━━ Task data ━━
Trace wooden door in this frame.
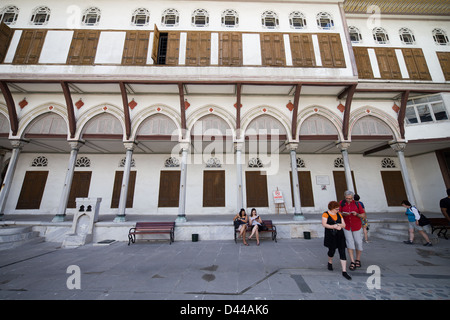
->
[111,171,136,208]
[122,30,150,66]
[67,171,92,208]
[203,170,225,207]
[381,171,408,207]
[333,171,358,202]
[245,171,269,207]
[13,30,47,64]
[219,32,242,66]
[67,30,100,65]
[158,171,181,207]
[16,171,48,209]
[289,171,314,207]
[289,33,316,67]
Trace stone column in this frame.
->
[175,142,190,222]
[234,142,244,211]
[336,141,355,192]
[52,141,84,222]
[0,140,27,219]
[286,143,305,220]
[390,142,416,205]
[114,142,135,222]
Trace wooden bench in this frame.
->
[428,218,450,240]
[234,220,278,243]
[128,222,175,245]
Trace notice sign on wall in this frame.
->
[273,190,284,203]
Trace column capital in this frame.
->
[285,142,298,151]
[389,142,406,152]
[336,140,350,151]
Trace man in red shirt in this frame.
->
[339,191,366,270]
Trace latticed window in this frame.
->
[119,157,136,168]
[161,9,180,27]
[372,27,389,44]
[75,157,91,168]
[131,8,150,27]
[192,9,209,27]
[31,156,48,167]
[81,7,101,26]
[0,6,19,25]
[398,28,416,44]
[30,7,50,25]
[316,12,334,30]
[164,157,180,168]
[348,26,362,43]
[289,11,306,29]
[334,157,344,168]
[261,11,280,29]
[248,158,264,168]
[381,158,395,168]
[433,28,448,46]
[222,9,239,28]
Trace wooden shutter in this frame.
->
[260,33,286,67]
[245,171,269,207]
[158,171,181,207]
[375,48,402,79]
[16,171,48,209]
[111,171,136,208]
[353,47,373,79]
[402,48,431,80]
[13,30,47,64]
[381,171,408,207]
[0,22,14,63]
[436,52,450,81]
[219,32,242,66]
[203,170,225,207]
[122,31,150,66]
[166,31,180,66]
[67,30,100,65]
[333,171,358,202]
[318,33,345,68]
[289,33,316,67]
[186,31,211,66]
[67,171,92,208]
[289,171,314,207]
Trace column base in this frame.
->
[175,215,187,223]
[294,213,305,221]
[113,215,127,222]
[52,214,66,222]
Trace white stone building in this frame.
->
[0,0,450,221]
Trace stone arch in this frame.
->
[349,106,402,141]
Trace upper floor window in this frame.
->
[81,7,101,26]
[192,9,209,27]
[30,7,50,26]
[316,12,334,30]
[348,26,362,43]
[131,8,150,27]
[161,9,180,27]
[398,28,416,44]
[222,9,239,28]
[0,6,19,25]
[372,27,389,44]
[405,94,448,124]
[289,11,306,29]
[261,11,280,29]
[433,28,448,46]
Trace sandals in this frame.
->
[348,260,361,271]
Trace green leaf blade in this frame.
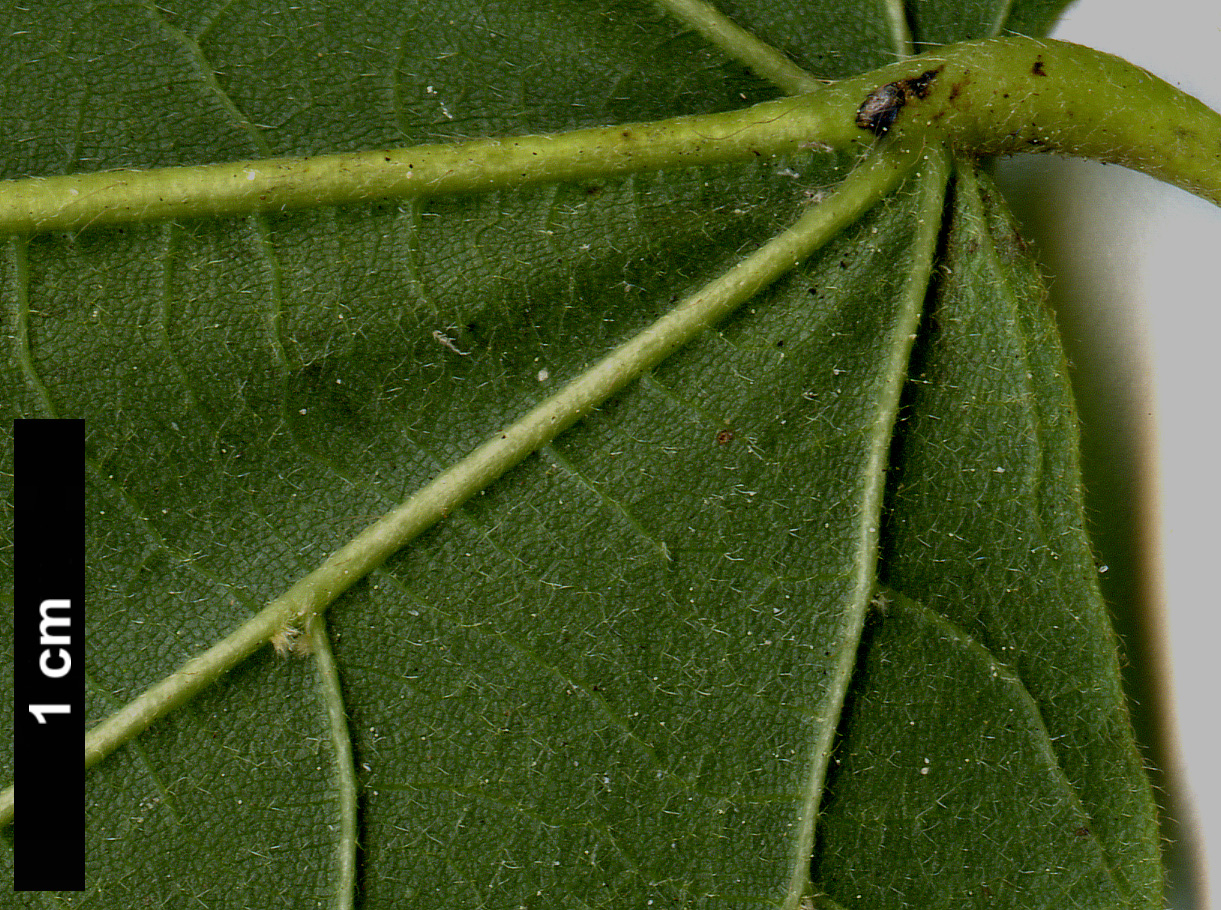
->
[805,169,1161,906]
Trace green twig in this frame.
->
[0,38,1221,233]
[305,616,357,910]
[654,0,825,95]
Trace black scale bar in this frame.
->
[12,420,84,890]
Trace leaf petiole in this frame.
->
[0,37,1221,239]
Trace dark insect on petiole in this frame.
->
[856,67,941,136]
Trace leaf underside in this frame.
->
[0,0,1161,908]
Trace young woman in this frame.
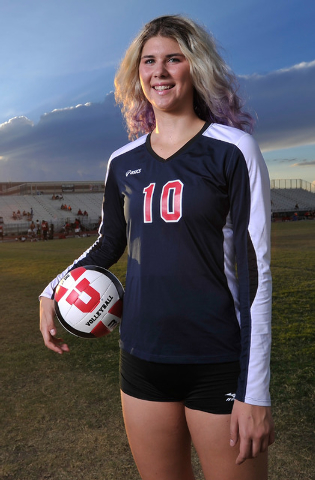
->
[41,16,274,480]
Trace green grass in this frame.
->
[0,226,315,480]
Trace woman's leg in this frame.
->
[186,408,268,480]
[121,392,195,480]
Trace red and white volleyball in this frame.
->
[55,265,124,338]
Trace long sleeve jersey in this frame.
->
[42,124,271,405]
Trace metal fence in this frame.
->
[270,178,315,193]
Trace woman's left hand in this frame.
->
[230,400,275,465]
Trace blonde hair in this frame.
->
[115,15,254,138]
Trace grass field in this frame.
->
[0,222,315,480]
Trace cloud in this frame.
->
[292,160,315,167]
[239,61,315,151]
[0,61,315,182]
[0,93,128,181]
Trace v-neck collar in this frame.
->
[145,122,211,163]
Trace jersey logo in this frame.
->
[225,393,236,402]
[126,168,141,177]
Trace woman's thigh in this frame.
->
[186,408,268,480]
[121,392,194,480]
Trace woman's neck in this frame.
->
[151,113,205,159]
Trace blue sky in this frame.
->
[0,0,315,183]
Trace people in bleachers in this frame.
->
[74,218,81,236]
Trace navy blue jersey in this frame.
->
[43,124,271,405]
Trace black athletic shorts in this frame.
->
[120,350,240,414]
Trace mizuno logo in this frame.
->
[225,393,236,402]
[126,168,141,177]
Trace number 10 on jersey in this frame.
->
[143,180,184,223]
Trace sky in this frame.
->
[0,0,315,186]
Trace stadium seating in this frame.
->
[0,192,103,232]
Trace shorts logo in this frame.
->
[225,393,236,402]
[126,168,141,177]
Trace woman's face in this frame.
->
[139,36,194,113]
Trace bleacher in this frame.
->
[0,192,103,234]
[0,180,315,235]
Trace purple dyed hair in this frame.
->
[115,15,255,138]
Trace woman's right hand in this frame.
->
[40,297,69,354]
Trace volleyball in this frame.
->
[54,265,124,338]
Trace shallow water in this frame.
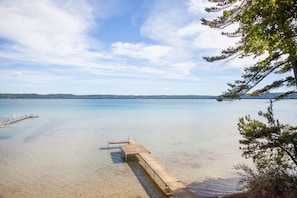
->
[0,99,297,197]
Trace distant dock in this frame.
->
[0,114,39,127]
[108,140,194,198]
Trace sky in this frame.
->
[0,0,254,95]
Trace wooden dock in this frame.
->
[0,114,38,127]
[108,140,194,198]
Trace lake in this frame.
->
[0,99,297,198]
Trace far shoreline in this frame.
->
[0,93,297,100]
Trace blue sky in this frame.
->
[0,0,254,95]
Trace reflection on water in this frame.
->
[0,100,295,198]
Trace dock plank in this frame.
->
[112,140,194,198]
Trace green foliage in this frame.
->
[238,102,297,171]
[201,0,297,100]
[236,101,297,197]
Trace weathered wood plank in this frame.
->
[111,140,194,198]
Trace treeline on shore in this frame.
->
[0,93,297,99]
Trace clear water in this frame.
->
[0,99,297,198]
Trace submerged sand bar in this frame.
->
[108,140,194,198]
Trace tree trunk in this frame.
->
[292,60,297,89]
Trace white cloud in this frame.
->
[111,42,172,62]
[11,71,23,77]
[0,0,103,62]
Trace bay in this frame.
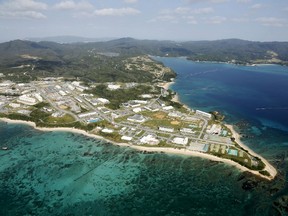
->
[0,57,288,216]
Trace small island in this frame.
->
[0,56,277,180]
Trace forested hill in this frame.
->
[0,38,288,82]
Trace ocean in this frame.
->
[0,57,288,216]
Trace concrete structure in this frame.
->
[107,84,121,90]
[188,143,209,152]
[17,95,37,105]
[9,103,20,108]
[196,110,212,119]
[172,137,188,145]
[97,98,110,104]
[34,93,43,102]
[101,128,114,133]
[133,100,148,104]
[168,111,182,118]
[140,134,160,145]
[206,124,222,134]
[133,107,142,113]
[59,90,67,96]
[121,136,133,141]
[78,112,98,118]
[159,127,174,133]
[127,114,146,123]
[163,106,174,110]
[180,128,195,134]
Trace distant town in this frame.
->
[0,69,269,179]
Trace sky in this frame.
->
[0,0,288,42]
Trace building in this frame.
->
[168,112,182,118]
[107,84,121,90]
[101,128,114,133]
[127,114,146,123]
[9,103,20,108]
[121,136,133,141]
[34,93,43,102]
[162,106,174,110]
[78,112,98,118]
[140,134,160,145]
[159,127,174,133]
[196,110,212,119]
[206,124,222,134]
[157,99,165,107]
[133,107,142,113]
[180,128,195,134]
[172,137,188,145]
[97,98,110,104]
[17,95,37,105]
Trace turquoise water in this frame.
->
[0,58,288,216]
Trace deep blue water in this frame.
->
[0,58,288,216]
[155,57,288,158]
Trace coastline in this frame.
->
[162,81,191,111]
[0,118,277,180]
[224,124,277,179]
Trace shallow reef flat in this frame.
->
[0,122,282,215]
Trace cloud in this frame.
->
[231,17,250,23]
[94,7,141,16]
[160,7,214,15]
[251,4,264,9]
[186,0,230,4]
[237,0,252,3]
[0,0,48,19]
[186,16,198,25]
[256,17,288,27]
[124,0,138,4]
[205,16,227,24]
[191,7,214,14]
[54,0,94,10]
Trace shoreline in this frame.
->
[162,81,192,111]
[0,118,277,180]
[224,124,277,178]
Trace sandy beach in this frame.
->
[225,124,277,179]
[0,118,277,180]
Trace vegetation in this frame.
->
[87,84,152,110]
[0,38,288,83]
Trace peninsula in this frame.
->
[0,56,277,180]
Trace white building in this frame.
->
[97,98,110,104]
[133,107,142,113]
[121,136,132,141]
[133,100,148,104]
[162,106,174,110]
[180,128,195,133]
[206,124,222,134]
[140,134,160,145]
[34,93,43,102]
[196,110,212,119]
[59,90,67,96]
[159,127,174,133]
[127,114,146,123]
[172,137,188,145]
[101,128,114,133]
[9,103,20,108]
[17,95,37,105]
[107,84,121,90]
[78,112,98,118]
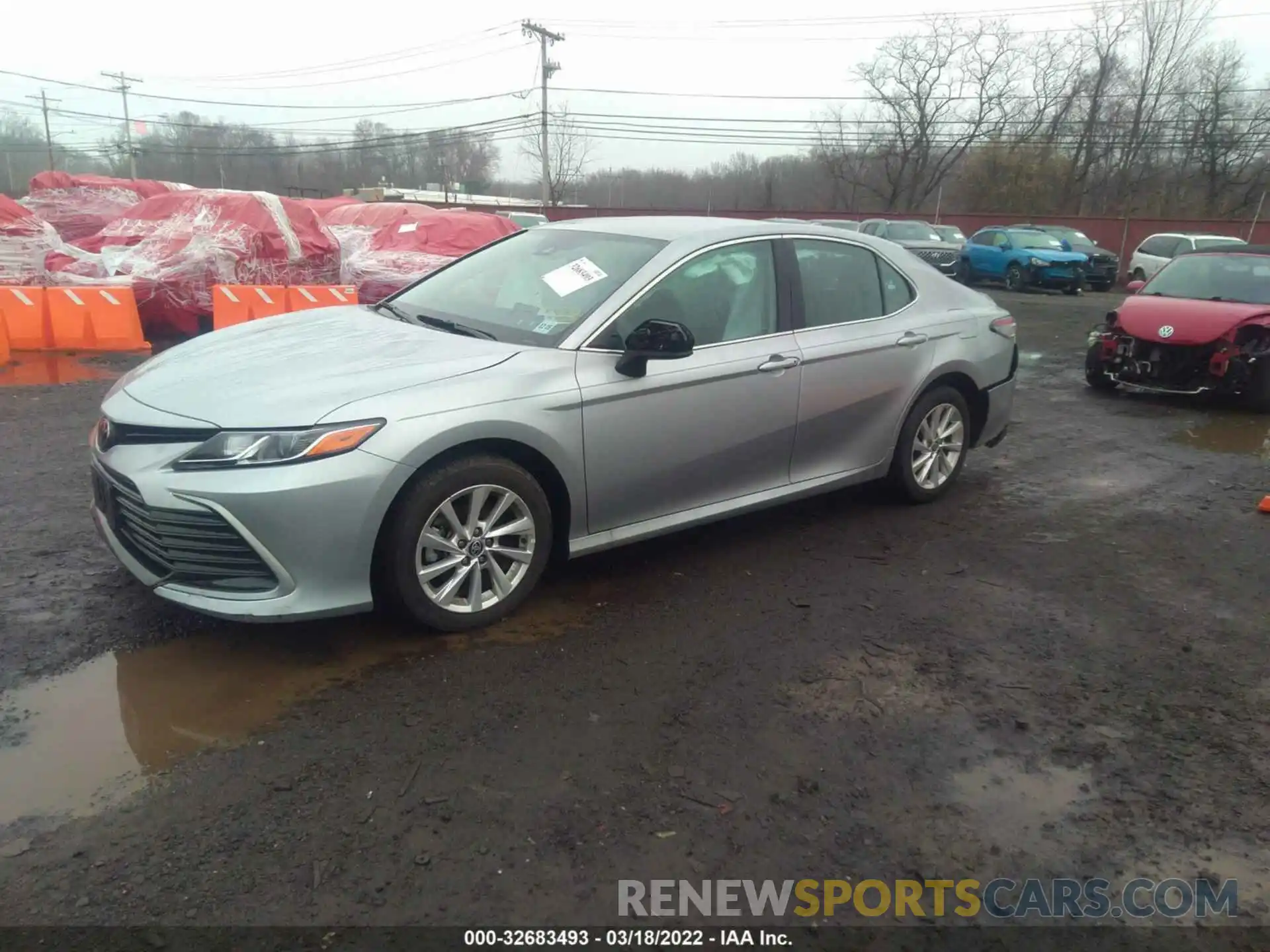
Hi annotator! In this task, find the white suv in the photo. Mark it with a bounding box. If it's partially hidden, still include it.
[1129,231,1247,280]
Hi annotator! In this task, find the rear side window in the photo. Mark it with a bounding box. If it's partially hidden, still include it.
[878,258,913,313]
[794,239,885,327]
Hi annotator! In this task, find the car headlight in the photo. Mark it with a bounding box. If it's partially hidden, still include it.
[173,420,385,469]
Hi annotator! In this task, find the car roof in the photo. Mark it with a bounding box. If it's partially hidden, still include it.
[1181,246,1270,257]
[540,214,884,243]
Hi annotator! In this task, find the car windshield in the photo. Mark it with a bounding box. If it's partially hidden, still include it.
[1009,231,1063,251]
[886,221,943,241]
[1195,237,1248,247]
[389,227,665,346]
[1045,227,1093,247]
[1142,254,1270,305]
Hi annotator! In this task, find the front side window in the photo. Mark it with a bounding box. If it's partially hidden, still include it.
[390,227,665,346]
[593,241,777,350]
[794,240,886,327]
[1142,254,1270,305]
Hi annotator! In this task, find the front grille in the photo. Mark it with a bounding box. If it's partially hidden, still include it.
[913,247,958,265]
[97,416,216,453]
[93,466,278,592]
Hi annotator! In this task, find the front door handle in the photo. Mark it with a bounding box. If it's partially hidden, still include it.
[758,354,802,373]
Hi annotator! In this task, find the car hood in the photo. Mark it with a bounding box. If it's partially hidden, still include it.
[1072,245,1120,258]
[888,239,961,251]
[1019,247,1088,264]
[1117,294,1270,344]
[112,306,522,429]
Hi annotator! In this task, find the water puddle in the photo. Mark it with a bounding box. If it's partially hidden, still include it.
[1171,416,1270,461]
[0,580,605,828]
[952,758,1093,848]
[0,353,119,387]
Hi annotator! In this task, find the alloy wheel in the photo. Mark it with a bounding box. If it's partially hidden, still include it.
[912,404,965,490]
[414,484,537,614]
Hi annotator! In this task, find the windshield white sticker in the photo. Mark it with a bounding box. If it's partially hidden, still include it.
[542,258,609,297]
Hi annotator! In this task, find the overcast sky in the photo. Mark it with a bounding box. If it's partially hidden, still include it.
[0,0,1270,184]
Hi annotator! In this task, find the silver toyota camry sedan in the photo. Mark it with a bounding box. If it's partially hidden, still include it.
[91,217,1017,631]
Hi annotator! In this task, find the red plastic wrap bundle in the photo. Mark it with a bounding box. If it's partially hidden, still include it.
[341,211,521,301]
[48,189,339,335]
[22,171,190,241]
[0,196,61,284]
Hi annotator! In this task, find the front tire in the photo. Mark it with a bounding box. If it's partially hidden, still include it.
[1246,350,1270,414]
[1006,262,1024,292]
[384,454,552,631]
[888,387,970,502]
[1085,344,1120,392]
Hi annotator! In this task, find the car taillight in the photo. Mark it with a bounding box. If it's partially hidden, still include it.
[988,317,1016,340]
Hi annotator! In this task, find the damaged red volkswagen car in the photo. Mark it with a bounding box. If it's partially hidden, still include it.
[1085,245,1270,413]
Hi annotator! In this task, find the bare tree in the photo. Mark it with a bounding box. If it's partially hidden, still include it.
[857,15,1017,210]
[521,105,595,204]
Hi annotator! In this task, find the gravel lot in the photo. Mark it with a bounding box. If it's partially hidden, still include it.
[0,286,1270,927]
━━━
* Task brief
Rewrite the entries from the line containing "Trace shorts logo in this frame." through the line containing "[292,60,297,89]", replacing "dock" with "pier" and keeping everything else the same. Leave the pictures out of your answer.

* Finished task
Trace shorts logo in this frame.
->
[225,393,236,402]
[126,168,141,177]
Trace woman's face in this frame.
->
[139,36,194,113]
Trace bleacher in this frame.
->
[0,192,103,234]
[0,180,315,235]
Trace purple dyed hair in this frame.
->
[115,15,255,138]
Trace woman's right hand in this frame.
->
[40,297,69,354]
Trace volleyball in this frame.
->
[54,265,124,338]
Trace shallow water in this frame.
->
[0,99,297,197]
Trace distant pier in this frame.
->
[0,114,39,127]
[108,140,194,198]
Trace sky in this frame.
->
[0,0,254,95]
Trace wooden pier in this frame.
->
[0,114,38,127]
[108,140,194,198]
Trace lake in this frame.
->
[0,99,297,198]
Trace far shoreline in this frame.
->
[0,93,297,100]
Trace blue sky in this frame.
->
[0,0,254,95]
Trace reflection on water in this frame.
->
[0,100,295,198]
Trace pier plank in this frame.
->
[112,140,194,198]
Trace green foliage in this frame.
->
[238,102,297,171]
[201,0,297,100]
[236,101,297,197]
Trace weathered wood plank in this frame.
->
[111,140,194,198]
Trace treeline on shore in this frame.
->
[0,93,297,99]
Trace clear water in this frame.
->
[0,99,297,198]
Trace submerged sand bar in this frame.
->
[108,140,194,198]
Trace tree trunk in this frame.
->
[292,60,297,89]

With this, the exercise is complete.